**ЗАДАНИЕ:** Выведите без изменений фрагмент эссе о поэзии: всё, начиная со слов «Давайте на миг» и вплоть до слов «под сильным гипнозом.» включительно.

**ТЕКСТ:**
<<<<

Читать онлайн Андрей Тавров - Письма о поэзии. (Статьи и эссе)
Замечание от автора
Эта книга состоит, в основном, из эссе о поэзии, размещенных в ЖЖ «Русского Гулливера», издательского проекта, в котором автор задействован как главный редактор. Они носят преимущественно практический характер, сделаны «на ходу», «начерно», как «судовой журнал» «РГ» и родились из активного наблюдения за процессами, происходящими в современной культуре и в современной поэзии. Несколько статей, связанных с ролью христианства в деле самоосмысления культуры, были опубликованы в московских журналах. В книгу включено так же предисловие к гранж-эпосу В. Месяца «Норумбега».
Раздел 1
Запретный огонь реальности
Вопрос
Выступая на одном из недавних вечеров поэзии, я рассказал о том, как ездил недавно в колонию для несовершеннолетних и общался там с ребятами. Мне тогда, в очередной раз, пришлось задуматься о том – что я им скажу, как мне можно их зацепить, вывести на разговор, помочь им увидеть мир и свою жизнь не через «щель амбразуры» деструктивной семьи и ее разрушительных установок, не через матрицу понятий, усвоенных в несвободе, а с более высокой и творческой точки зрения. Мы все вооружены встроенными программами, но они, те, кто обитает в колонии, об этом еще не знают.
И тогда, я предложил им ответить на три классических вопроса древности: – Кто я? Откуда я пришел? Куда я иду? Я видел, как лица ребят напряглись. Они задумались. Они задумались довольно-таки серьезно – это было заметно. И тогда я понял, что съездил не зря…
Самое странное заключается в том, продолжил я свое выступление уже на вечере поэзии, что современные поэты, почти никто из них, не задают себе этого вопроса. Хотя цель поэзии всегда заключалась именно в том, чтобы подводить слушателя или читателя именно к ответу на эти три простых вопроса. Поэт от Бога, всегда ставил вопрос о ложном «я» и осуществлял контакт с Я истинным – шаманские и даосские практики, древнегреческие мистерии и трагедии делали то же самое. Для того, чтобы быть, надо разделить природу Бытия, стать с ней одним. Этому во все века учила поэзия. И отступление от Бытия поэзия всегда воспринимала как болезненную трещину через собственную душу, будь то Шекспир, Элиот или Тютчев.
Давайте на миг представим себе, что мы не безумны. Ведь если я не пребываю в состоянии глубокого и неосознанного безумия, меня не может не интересовать вопрос – кто я? Больше того, если я на этот вопрос не отвечу, то все мои дела и слова в жизни – абсурд, фикция. Потому что непонятно, кто тут действует и кто говорит. И непонятно тогда – для чего, собственно. Мы можем сколько угодно размышлять о роли лирического героя или о смерти автора, но мы не задумываемся о его жизни – о своей жизни. И мы не решаемся ответить на этот вопрос – кто я? Либо считая, что и так все ясно (а что ясно?), либо отмахиваясь от него, либо не замечая, как не замечает того, что ест сырую картошку, а не конфету, человек под сильным гипнозом.

>>>>

**ИСХОДНЫЙ МАТЕРИАЛ:**
<<<<

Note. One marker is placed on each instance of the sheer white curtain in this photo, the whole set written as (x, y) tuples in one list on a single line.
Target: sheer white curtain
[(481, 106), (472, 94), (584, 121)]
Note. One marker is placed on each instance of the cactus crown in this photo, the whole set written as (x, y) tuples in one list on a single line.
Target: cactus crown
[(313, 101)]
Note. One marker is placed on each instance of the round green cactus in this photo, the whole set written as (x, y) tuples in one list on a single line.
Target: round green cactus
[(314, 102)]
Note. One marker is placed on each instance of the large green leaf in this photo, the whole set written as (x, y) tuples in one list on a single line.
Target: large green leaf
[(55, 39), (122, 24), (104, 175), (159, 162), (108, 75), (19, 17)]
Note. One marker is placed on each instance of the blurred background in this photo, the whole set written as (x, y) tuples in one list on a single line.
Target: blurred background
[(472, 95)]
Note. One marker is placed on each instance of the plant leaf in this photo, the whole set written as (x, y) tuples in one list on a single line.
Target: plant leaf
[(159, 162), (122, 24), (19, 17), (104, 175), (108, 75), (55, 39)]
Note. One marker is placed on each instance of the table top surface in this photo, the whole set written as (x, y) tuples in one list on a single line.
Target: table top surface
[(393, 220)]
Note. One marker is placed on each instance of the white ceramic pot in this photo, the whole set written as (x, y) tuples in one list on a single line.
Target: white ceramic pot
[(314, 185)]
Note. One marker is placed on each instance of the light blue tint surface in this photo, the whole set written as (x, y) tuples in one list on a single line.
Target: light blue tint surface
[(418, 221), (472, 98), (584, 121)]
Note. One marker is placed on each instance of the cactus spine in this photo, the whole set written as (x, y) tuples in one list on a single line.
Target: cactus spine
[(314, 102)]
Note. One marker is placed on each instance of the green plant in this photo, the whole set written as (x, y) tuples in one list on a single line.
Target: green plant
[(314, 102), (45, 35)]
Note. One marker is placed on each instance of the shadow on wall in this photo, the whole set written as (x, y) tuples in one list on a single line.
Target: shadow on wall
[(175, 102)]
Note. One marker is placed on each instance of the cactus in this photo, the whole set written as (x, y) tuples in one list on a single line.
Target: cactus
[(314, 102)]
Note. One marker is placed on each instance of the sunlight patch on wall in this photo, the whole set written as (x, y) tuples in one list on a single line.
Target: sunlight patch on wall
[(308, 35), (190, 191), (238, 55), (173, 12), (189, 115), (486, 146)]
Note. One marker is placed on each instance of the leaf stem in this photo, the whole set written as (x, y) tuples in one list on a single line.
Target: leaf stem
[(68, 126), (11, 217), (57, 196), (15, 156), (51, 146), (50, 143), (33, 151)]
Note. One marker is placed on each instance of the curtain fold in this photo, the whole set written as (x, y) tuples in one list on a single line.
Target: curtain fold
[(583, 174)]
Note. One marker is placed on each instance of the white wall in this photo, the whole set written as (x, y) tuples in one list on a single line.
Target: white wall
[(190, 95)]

>>>>

**ОТВЕТ:**
Давайте на миг представим себе, что мы не безумны. Ведь если я не пребываю в состоянии глубокого и неосознанного безумия, меня не может не интересовать вопрос – кто я? Больше того, если я на этот вопрос не отвечу, то все мои дела и слова в жизни – абсурд, фикция. Потому что непонятно, кто тут действует и кто говорит. И непонятно тогда – для чего, собственно. Мы можем сколько угодно размышлять о роли лирического героя или о смерти автора, но мы не задумываемся о его жизни – о своей жизни. И мы не решаемся ответить на этот вопрос – кто я? Либо считая, что и так все ясно (а что ясно?), либо отмахиваясь от него, либо не замечая, как не замечает того, что ест сырую картошку, а не конфету, человек под сильным гипнозом.